# STATED TASK:
Extract every line below, verbatim.

⟨

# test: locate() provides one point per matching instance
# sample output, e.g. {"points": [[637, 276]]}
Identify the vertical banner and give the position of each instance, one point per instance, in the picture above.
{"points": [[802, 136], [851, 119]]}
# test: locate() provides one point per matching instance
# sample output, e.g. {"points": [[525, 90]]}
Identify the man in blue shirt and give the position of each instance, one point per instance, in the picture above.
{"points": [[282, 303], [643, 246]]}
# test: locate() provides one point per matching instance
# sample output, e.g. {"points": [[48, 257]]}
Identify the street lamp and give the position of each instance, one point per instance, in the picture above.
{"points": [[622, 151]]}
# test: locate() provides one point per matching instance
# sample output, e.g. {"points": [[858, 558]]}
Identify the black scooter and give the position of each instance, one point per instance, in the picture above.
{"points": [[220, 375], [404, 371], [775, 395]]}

⟩

# COMPLETE OUTPUT:
# test: locate() provides one point per matching instance
# sample output, e.g. {"points": [[637, 276]]}
Identify the vertical banner and give the position of each instance, one point per instance, in the picture above.
{"points": [[802, 136], [851, 119]]}
# test: locate() provides one point per matching instance
# sample output, e.g. {"points": [[525, 90]]}
Identify the man in blue shirt and give the position of each instance, one point per instance, in the picture above.
{"points": [[282, 303], [643, 246]]}
# test: locate() provides one point per matching instance
# sample output, e.g. {"points": [[48, 257]]}
Identify the street lamp and give the position of each instance, one point per instance, in the picture above.
{"points": [[622, 151]]}
# test: locate() provides one point per matching instance
# sample output, e.g. {"points": [[858, 558]]}
Identify the black scooter and give the position of each instance, one point per instance, in the picture above.
{"points": [[220, 375], [404, 371], [775, 395]]}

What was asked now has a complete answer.